_WHAT YOU ARE ASKED TO DO_. Provide the number of lines in the records that hold the string "below", without any other words.

MATERIAL TO PROCESS section start

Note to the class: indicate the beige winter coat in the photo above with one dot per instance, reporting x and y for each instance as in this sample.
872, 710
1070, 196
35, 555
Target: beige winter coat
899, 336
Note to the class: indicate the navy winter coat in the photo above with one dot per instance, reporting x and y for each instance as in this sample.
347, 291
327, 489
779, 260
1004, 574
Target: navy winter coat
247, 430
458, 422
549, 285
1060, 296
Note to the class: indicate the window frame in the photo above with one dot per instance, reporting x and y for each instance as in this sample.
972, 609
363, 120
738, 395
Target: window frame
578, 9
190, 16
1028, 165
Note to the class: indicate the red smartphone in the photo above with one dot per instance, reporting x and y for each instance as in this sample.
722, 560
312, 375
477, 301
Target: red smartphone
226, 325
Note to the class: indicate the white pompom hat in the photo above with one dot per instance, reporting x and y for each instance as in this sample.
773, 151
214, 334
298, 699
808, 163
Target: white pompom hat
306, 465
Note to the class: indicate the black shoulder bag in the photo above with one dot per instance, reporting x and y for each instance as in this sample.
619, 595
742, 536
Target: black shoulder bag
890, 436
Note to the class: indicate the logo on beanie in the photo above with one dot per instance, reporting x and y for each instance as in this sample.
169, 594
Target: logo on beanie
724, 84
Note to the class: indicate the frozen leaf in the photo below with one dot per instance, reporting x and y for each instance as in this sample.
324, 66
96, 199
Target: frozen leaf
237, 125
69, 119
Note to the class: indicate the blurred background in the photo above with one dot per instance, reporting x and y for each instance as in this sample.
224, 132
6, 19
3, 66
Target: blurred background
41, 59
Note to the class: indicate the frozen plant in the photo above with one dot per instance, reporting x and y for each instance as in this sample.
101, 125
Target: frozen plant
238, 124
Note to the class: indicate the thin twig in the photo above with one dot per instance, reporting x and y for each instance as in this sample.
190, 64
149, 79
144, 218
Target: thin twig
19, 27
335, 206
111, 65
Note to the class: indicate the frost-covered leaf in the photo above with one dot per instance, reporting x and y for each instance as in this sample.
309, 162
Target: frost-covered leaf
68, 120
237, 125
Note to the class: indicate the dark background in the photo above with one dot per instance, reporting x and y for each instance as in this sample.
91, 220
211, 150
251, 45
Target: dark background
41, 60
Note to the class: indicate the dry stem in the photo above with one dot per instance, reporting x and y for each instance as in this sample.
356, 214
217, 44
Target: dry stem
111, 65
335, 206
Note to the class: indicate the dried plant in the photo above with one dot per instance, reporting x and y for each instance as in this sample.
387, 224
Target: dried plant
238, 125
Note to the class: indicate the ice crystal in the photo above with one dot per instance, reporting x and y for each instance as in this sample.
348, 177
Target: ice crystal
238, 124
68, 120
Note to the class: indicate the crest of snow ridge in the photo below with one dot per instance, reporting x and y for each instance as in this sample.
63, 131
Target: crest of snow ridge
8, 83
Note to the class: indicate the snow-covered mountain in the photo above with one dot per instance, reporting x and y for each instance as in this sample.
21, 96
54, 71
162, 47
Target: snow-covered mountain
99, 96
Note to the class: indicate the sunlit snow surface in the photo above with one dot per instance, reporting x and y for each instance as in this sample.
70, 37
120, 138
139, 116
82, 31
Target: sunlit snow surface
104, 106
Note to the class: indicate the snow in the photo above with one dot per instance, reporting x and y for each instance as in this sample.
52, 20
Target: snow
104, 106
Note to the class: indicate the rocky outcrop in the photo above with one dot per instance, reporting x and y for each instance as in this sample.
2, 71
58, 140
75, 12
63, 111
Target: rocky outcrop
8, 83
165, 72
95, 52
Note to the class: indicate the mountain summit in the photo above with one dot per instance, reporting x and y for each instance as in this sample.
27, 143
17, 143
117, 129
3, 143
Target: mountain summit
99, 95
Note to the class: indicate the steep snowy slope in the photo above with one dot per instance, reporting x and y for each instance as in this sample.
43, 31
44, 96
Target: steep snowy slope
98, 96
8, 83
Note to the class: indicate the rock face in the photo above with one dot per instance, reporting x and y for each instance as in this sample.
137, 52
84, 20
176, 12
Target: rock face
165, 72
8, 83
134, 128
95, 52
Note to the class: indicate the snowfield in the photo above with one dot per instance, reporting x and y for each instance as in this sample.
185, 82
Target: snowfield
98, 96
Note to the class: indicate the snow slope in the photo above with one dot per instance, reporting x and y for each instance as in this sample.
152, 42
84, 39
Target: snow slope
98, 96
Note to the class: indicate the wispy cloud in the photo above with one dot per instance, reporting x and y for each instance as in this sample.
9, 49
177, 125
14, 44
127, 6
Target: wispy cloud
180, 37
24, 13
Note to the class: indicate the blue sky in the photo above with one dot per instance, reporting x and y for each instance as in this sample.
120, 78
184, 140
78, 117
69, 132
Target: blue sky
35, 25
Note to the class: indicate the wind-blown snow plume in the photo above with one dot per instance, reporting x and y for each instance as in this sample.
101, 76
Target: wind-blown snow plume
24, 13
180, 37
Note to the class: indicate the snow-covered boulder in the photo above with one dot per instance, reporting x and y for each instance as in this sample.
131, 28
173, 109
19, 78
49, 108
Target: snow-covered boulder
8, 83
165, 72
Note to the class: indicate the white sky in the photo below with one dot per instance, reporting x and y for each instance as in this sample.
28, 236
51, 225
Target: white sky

MATERIAL TO PROCESS section end

_OUTPUT FOR THIS TASK_. 3